═══ Fragmento seleccionado ═══

Hace dos años y medio escribí en las páginas de este periódico un artículo titulado El futuro es mañana intentando imaginar como la IA podría cambiar nuestra profesión médica. Escribí aquellas líneas sin conocer que quince meses después aparecería ChatGPT y con el optimismo de que la IA podría complementar y ampliar nuestro conocimiento en el abordaje de las enfermedades.
Hoy, con perplejidad ante la magnitud y la velocidad con la que esta tecnología está evolucionando, el optimismo ha dejado paso a la preocupación al observar que vamos muy por detrás de los acontecimientos. Desde múltiples foros llevamos años analizando cómo deberíamos reformar nuestro sistema sanitario para hacerlo sostenible, para abordar la creciente longevidad, para orientarlo a la predicción y prevención personalizada y para paliar la falta de personal sanitario.

El uso de la IA en el área de la biomedicina está impulsando numerosas iniciativas que van desde procesos diagnósticos más rápidos hasta un mejor seguimiento de los tratamientos
Aunque esta aproximación es totalmente pertinente, el temor es que la explosión de la IA va a hacer saltar por los aires cualquiera de estos planteamientos si se abordan desde una perspectiva tradicional. Ya es más que urgente aceptar que la IA excederá en mucho nuestra capacidad de prevenir, diagnosticar y tratar. Y, por tanto, deberíamos estar anticipando si tendremos la capacidad de regular esta tecnología y cómo deberíamos hacerlo, cómo nos dotaremos de mecanismos para identificar y corregir sus posibles errores y cómo evitaremos un posible uso perverso.
Uno de los grandes hitos de la civilización actual es habernos dotado de mecanismos de autocorrección en la investigación científica y esto ha dado validez a los avances médicos en contraposición con los planteamientos pseudocientíficos tan en boga hoy en día. La revisión por pares de los artículos en las revistas científicas, la incorporación a la práctica clínica de los avances solo cuando han sido verificados por diferentes autores y la metodología de los metaanálisis para corroborar tendencias cuando los resultados de diversas investigaciones no son concluyentes constituyen herramientas que, aunque imperfectas, garantizan en buena medida la validez de los hallazgos.
Pero, ante la irrupción de la IA en la investigación médica utilizando millones de datos reales provenientes del seguimiento de pacientes o con la creación de gemelos digitales, se abren múltiples preguntas. ¿Quién o qué garantizará la veracidad de los resultados de la IA? ¿Seremos los humanos capaces de hacerlo si desconocemos de qué postulados parte y cómo llega a las conclusiones? ¿Debemos esperar que sea la IA quien organice sus propios mecanismos de autocorrección y validación? ¿Nos pondremos de acuerdo en cómo nos organizamos los humanos ante este nuevo mundo? ¿Qué papel, si alguno, tendremos los médicos en este nuevo paradigma? ¿Quién lanzará el cambio drástico en las universidades para formar profesionales sanitarios ajustados a estos cambios y más cercano a lo que serían agentes de salud que ayudan al paciente a tomar sus propias decisiones? ¿Tendremos que aprender cómo formular las preguntas a la IA o ni tan siquiera esta tarea nos será reservada a los humanos?
Demasiada incertidumbre para quedarnos cruzados de brazos o para seguir buscando respuestas a viejas cuestiones sobre un futuro que no sucederá porque quedó atrapado en el ayer.

═══ Material aportado ═══

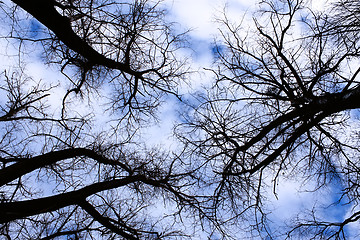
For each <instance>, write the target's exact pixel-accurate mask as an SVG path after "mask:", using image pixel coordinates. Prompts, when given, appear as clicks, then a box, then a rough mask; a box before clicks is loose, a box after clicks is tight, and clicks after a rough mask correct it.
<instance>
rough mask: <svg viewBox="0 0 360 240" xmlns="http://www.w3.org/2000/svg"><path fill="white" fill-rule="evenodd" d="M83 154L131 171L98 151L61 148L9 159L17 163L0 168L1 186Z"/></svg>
mask: <svg viewBox="0 0 360 240" xmlns="http://www.w3.org/2000/svg"><path fill="white" fill-rule="evenodd" d="M81 156H84V157H88V158H91V159H94V160H96V161H98V162H100V163H103V164H111V165H116V166H120V167H121V168H123V169H124V170H126V171H127V172H129V173H131V170H130V168H129V167H127V166H126V165H125V164H124V163H121V162H119V161H115V160H110V159H108V158H105V157H104V156H102V155H100V154H98V153H96V152H95V151H94V150H90V149H86V148H72V149H65V150H59V151H56V152H49V153H45V154H42V155H39V156H36V157H32V158H18V159H12V160H9V159H7V160H9V161H16V163H14V164H12V165H10V166H8V167H5V168H3V169H1V170H0V186H3V185H4V184H7V183H9V182H11V181H13V180H15V179H17V178H19V177H21V176H23V175H25V174H27V173H30V172H32V171H34V170H35V169H38V168H42V167H45V166H49V165H51V164H54V163H56V162H58V161H61V160H66V159H69V158H74V157H81Z"/></svg>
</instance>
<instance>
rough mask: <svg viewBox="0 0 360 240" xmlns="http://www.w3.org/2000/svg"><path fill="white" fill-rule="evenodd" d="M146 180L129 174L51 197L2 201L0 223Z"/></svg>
mask: <svg viewBox="0 0 360 240" xmlns="http://www.w3.org/2000/svg"><path fill="white" fill-rule="evenodd" d="M139 181H146V178H145V177H144V176H139V175H137V176H129V177H125V178H122V179H116V180H112V181H107V182H100V183H94V184H92V185H89V186H86V187H84V188H82V189H80V190H75V191H72V192H67V193H62V194H58V195H55V196H51V197H45V198H39V199H32V200H25V201H20V202H7V203H0V223H6V222H9V221H13V220H16V219H22V218H26V217H29V216H33V215H37V214H41V213H46V212H52V211H55V210H58V209H60V208H63V207H67V206H71V205H75V204H78V203H80V202H82V201H84V200H85V199H86V198H87V197H88V196H90V195H93V194H95V193H98V192H101V191H104V190H109V189H113V188H118V187H121V186H125V185H127V184H130V183H134V182H139Z"/></svg>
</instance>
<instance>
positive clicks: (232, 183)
mask: <svg viewBox="0 0 360 240" xmlns="http://www.w3.org/2000/svg"><path fill="white" fill-rule="evenodd" d="M358 5H359V3H358V1H341V2H339V3H338V4H337V5H336V6H335V8H334V10H332V12H323V13H319V12H315V11H312V10H311V9H309V8H306V2H304V1H301V0H287V1H271V0H264V1H261V3H260V10H259V11H258V12H257V13H256V14H255V15H254V16H253V19H252V21H251V20H250V21H249V19H248V18H247V17H246V16H245V17H244V18H243V19H242V23H241V24H239V23H238V22H233V21H232V19H231V17H230V16H229V15H227V14H226V13H225V14H224V18H223V20H221V24H222V27H221V30H220V31H221V33H222V41H218V42H217V44H218V45H219V47H218V50H219V51H218V52H217V56H218V58H219V62H218V67H217V68H215V69H213V70H211V71H212V72H213V73H214V75H215V76H216V81H215V84H214V85H213V87H212V88H211V89H207V90H206V92H207V93H206V94H199V95H197V96H196V99H197V100H196V101H197V102H196V101H195V100H194V101H193V102H192V103H191V104H189V105H190V107H189V108H190V110H189V112H190V113H191V114H184V123H183V124H180V125H179V126H178V135H179V138H180V139H181V140H183V142H184V143H185V144H186V146H187V151H185V153H184V154H183V158H184V159H190V158H191V159H193V162H194V163H195V162H198V161H200V162H201V165H200V164H197V166H196V167H197V173H198V177H199V178H202V179H204V178H206V181H205V182H204V183H203V185H202V187H207V189H209V191H211V192H212V193H213V195H212V196H213V199H212V201H210V202H208V203H207V204H208V205H207V207H208V209H210V210H209V212H211V213H212V214H213V217H214V218H216V219H222V221H224V223H226V224H228V225H227V226H228V227H229V228H230V229H231V230H230V231H229V232H232V233H233V232H234V231H235V230H237V229H239V228H238V227H236V228H232V227H233V224H235V225H236V226H238V225H240V227H242V228H243V230H244V231H249V232H250V234H252V235H251V236H252V237H254V238H260V239H267V237H269V239H272V238H271V237H274V238H276V236H279V235H280V239H284V238H285V236H287V237H289V238H296V237H299V238H300V239H310V238H312V239H327V238H329V239H343V238H346V236H348V235H347V230H344V229H346V226H347V225H348V224H349V223H354V222H357V221H358V220H359V216H360V212H359V211H358V210H357V204H358V201H359V192H358V186H359V176H360V175H359V157H358V156H359V150H358V149H359V146H358V130H357V126H358V125H357V124H358V123H357V121H356V119H357V111H356V110H355V111H352V110H353V109H358V108H359V107H360V84H359V77H358V74H359V71H360V67H359V64H358V60H359V56H360V48H359V47H360V46H359V41H358V32H359V30H360V29H359V26H358V24H357V22H356V20H357V19H358V17H359V16H360V15H359V14H358V11H359V8H358ZM343 19H345V20H344V21H343ZM354 19H355V22H354V21H353V20H354ZM237 20H239V19H237ZM249 22H250V23H249ZM353 23H354V24H353ZM247 24H249V25H247ZM351 24H353V25H351ZM194 102H195V103H194ZM194 165H195V164H194ZM194 167H195V166H194ZM289 180H290V181H295V182H297V183H301V184H299V185H298V186H303V189H306V190H307V191H314V192H315V193H316V192H318V193H319V194H320V193H322V194H324V195H321V194H320V195H319V196H323V199H326V198H327V196H328V195H326V194H325V192H326V191H325V190H324V189H335V188H334V186H336V188H337V189H338V190H337V191H334V192H332V194H333V195H336V194H338V195H337V199H336V200H334V201H333V202H331V203H334V202H336V201H339V202H341V203H346V204H345V206H344V208H345V209H349V208H350V210H342V211H349V213H350V214H349V215H348V216H347V217H345V220H341V219H337V220H338V222H337V221H336V220H335V221H334V219H332V218H331V217H330V216H328V217H329V218H322V216H323V215H321V211H323V212H324V211H325V210H324V209H321V208H320V206H319V205H316V203H314V204H315V205H314V207H313V208H310V209H307V210H308V212H300V213H299V214H298V216H297V217H296V215H294V217H296V218H293V219H291V220H292V221H293V222H292V223H290V222H286V223H284V226H285V228H284V226H282V228H281V229H277V228H275V227H276V224H275V223H276V221H275V223H273V222H272V221H270V220H274V219H272V215H271V214H270V212H271V210H272V209H271V208H269V207H268V205H267V203H268V201H267V200H269V199H271V198H273V199H276V197H277V186H278V185H280V186H281V185H282V184H284V183H286V182H287V181H289ZM271 192H272V193H271ZM329 204H330V203H329ZM338 207H339V208H341V207H340V205H338ZM294 214H295V213H294ZM246 222H247V223H248V224H245V223H246ZM239 223H241V224H239ZM226 224H225V225H226ZM237 224H238V225H237ZM277 226H278V225H277ZM281 234H285V236H284V235H281Z"/></svg>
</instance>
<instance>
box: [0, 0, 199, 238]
mask: <svg viewBox="0 0 360 240" xmlns="http://www.w3.org/2000/svg"><path fill="white" fill-rule="evenodd" d="M0 6H1V11H2V13H1V15H2V16H3V17H2V20H3V21H4V22H6V23H7V24H8V26H9V28H7V30H8V33H7V35H6V36H2V39H3V40H5V41H7V43H8V49H9V48H11V47H13V46H15V49H17V50H18V54H17V55H16V57H17V62H18V63H20V64H19V66H18V67H16V66H12V67H9V68H8V69H3V72H2V74H1V88H0V89H1V90H0V91H1V92H2V94H1V95H2V98H1V114H0V122H1V137H0V139H1V140H0V160H1V163H2V166H1V169H0V179H1V180H0V182H1V201H0V224H1V225H0V235H1V236H2V238H4V239H59V238H60V239H61V238H63V237H66V238H67V239H162V238H166V237H170V236H175V237H176V236H178V235H182V234H181V232H180V230H181V229H180V228H172V227H171V224H172V220H171V214H172V213H173V214H174V220H173V222H175V223H176V221H177V216H178V214H177V212H181V210H179V209H176V208H175V207H174V208H171V209H172V210H174V209H175V210H174V211H175V212H171V211H170V212H169V213H168V214H169V217H168V218H167V219H169V220H166V221H165V223H166V224H165V223H163V221H162V218H163V216H160V217H157V218H156V217H154V216H151V215H150V216H147V215H149V214H148V213H149V211H150V212H151V209H154V206H153V205H154V204H157V203H158V202H159V201H157V200H156V199H159V198H160V199H161V197H163V198H164V201H165V202H166V203H168V202H170V203H172V204H175V205H176V204H177V203H183V204H182V206H184V205H194V206H195V205H196V203H195V202H194V200H193V198H191V197H189V196H187V195H185V194H184V193H183V192H182V188H183V185H182V184H181V183H182V180H181V179H182V178H183V176H182V175H181V174H180V173H181V169H180V166H179V163H177V162H175V161H173V160H171V159H172V157H171V156H170V155H169V154H166V153H163V152H161V151H160V150H155V149H154V150H153V149H147V148H145V146H144V144H143V143H142V142H141V141H140V140H138V136H137V135H136V132H137V129H139V128H141V126H142V125H143V124H144V123H147V124H148V123H149V122H151V121H152V118H153V117H155V112H156V109H157V107H158V105H159V104H160V102H161V101H162V97H163V96H164V95H168V94H170V95H173V96H176V97H178V94H177V90H176V88H177V85H178V84H179V83H180V82H181V81H183V78H184V76H185V74H186V69H184V68H183V63H182V61H181V60H180V59H179V58H178V57H177V56H176V54H175V51H176V49H177V48H178V47H179V44H178V43H180V42H181V41H180V40H181V35H174V34H173V32H172V29H171V24H168V23H165V21H164V20H163V17H164V11H162V10H161V9H160V7H159V6H158V3H157V2H152V1H147V0H136V1H111V0H110V1H109V0H100V1H93V0H91V1H77V0H75V1H73V0H65V1H62V0H59V1H58V0H35V1H26V0H24V1H23V0H14V1H12V2H0ZM34 45H35V49H39V47H42V48H43V51H42V52H41V53H40V54H39V55H36V56H34V55H32V54H36V53H38V52H39V50H36V51H35V50H33V49H34V48H33V46H34ZM36 57H37V58H38V59H39V58H41V60H42V63H43V64H44V66H46V67H48V68H50V69H52V71H53V72H59V73H61V75H60V74H58V75H56V74H54V75H53V76H48V78H49V79H45V80H42V81H40V80H39V79H36V77H34V76H33V75H32V73H33V72H32V71H31V69H30V70H29V69H28V67H27V66H26V64H29V63H28V60H27V59H29V58H36ZM9 59H11V56H9ZM9 61H10V60H9ZM59 76H60V77H59ZM58 77H59V78H61V80H60V81H54V80H53V79H52V78H58ZM65 87H66V88H65ZM109 89H110V90H109ZM61 92H64V94H63V95H62V97H61V99H57V98H56V94H57V93H60V95H61ZM104 115H106V116H107V117H108V118H109V120H108V121H107V122H106V123H107V124H106V126H100V125H99V124H101V123H102V122H104V120H103V119H102V118H103V117H104ZM101 121H102V122H101ZM169 159H170V160H169ZM175 172H176V173H175ZM160 202H161V201H160ZM170 203H169V204H170ZM179 205H180V204H179Z"/></svg>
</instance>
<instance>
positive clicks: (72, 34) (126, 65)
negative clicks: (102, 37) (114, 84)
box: [12, 0, 142, 78]
mask: <svg viewBox="0 0 360 240" xmlns="http://www.w3.org/2000/svg"><path fill="white" fill-rule="evenodd" d="M12 2H14V3H15V4H17V5H18V6H20V7H21V8H22V9H24V10H25V11H26V12H28V13H30V14H31V15H32V16H33V17H34V18H36V19H37V20H38V21H39V22H41V23H42V24H44V25H45V26H46V27H47V28H48V29H49V30H51V31H52V32H53V33H54V34H55V35H56V36H57V37H58V38H59V39H60V40H61V41H62V42H63V43H64V44H65V45H66V46H67V47H68V48H70V49H71V50H73V51H75V52H77V53H79V54H80V55H81V56H83V57H84V58H86V59H87V60H88V62H89V63H90V64H92V65H102V66H106V67H108V68H112V69H118V70H120V71H123V72H126V73H129V74H131V75H134V76H137V77H139V78H141V75H142V72H137V71H133V70H132V69H131V68H130V66H129V65H126V64H124V63H121V62H117V61H114V60H112V59H109V58H106V57H105V56H104V55H102V54H100V53H99V52H97V51H96V50H95V49H93V48H92V47H91V46H90V45H89V44H88V43H87V42H86V41H85V40H84V39H82V38H80V37H79V36H78V35H77V34H76V33H75V32H74V31H73V29H72V27H71V25H70V20H69V19H68V18H67V17H64V16H62V15H61V14H60V13H59V12H58V11H56V9H55V4H56V3H55V0H32V1H28V0H12Z"/></svg>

═══

#### Tareas por realizar
**1.** Indica si cada afirmación coincide con el fragmento seleccionado y cita las palabras que lo deciden: (a) quien escribe ya conocía ChatGPT cuando redactó su artículo anterior; (b) el optimismo inicial ha dado paso a la preocupación; (c) las herramientas de autocorrección científicas se presentan como perfectas.
**2.** Pasa al inglés esta oración del fragmento seleccionado: «Ya es más que urgente aceptar que la IA excederá en mucho nuestra capacidad de prevenir, diagnosticar y tratar.»
**3.** Reproduce el pasaje del fragmento seleccionado que empieza con «Hoy, con perplejidad» y sigue hasta «de personal sanitario.».
El material procede de otra fuente.

#### Solución por tarea
**1.**
(a) No: «Escribí aquellas líneas sin conocer que quince meses después aparecería ChatGPT».
(b) Sí: «el optimismo ha dejado paso a la preocupación».
(c) No: «constituyen herramientas que, aunque imperfectas, garantizan en buena medida la validez de los hallazgos».

**2.** It is now more than urgent to accept that AI will far exceed our capacity to prevent, diagnose and treat.

**3.**
Hoy, con perplejidad ante la magnitud y la velocidad con la que esta tecnología está evolucionando, el optimismo ha dejado paso a la preocupación al observar que vamos muy por detrás de los acontecimientos. Desde múltiples foros llevamos años analizando cómo deberíamos reformar nuestro sistema sanitario para hacerlo sostenible, para abordar la creciente longevidad, para orientarlo a la predicción y prevención personalizada y para paliar la falta de personal sanitario.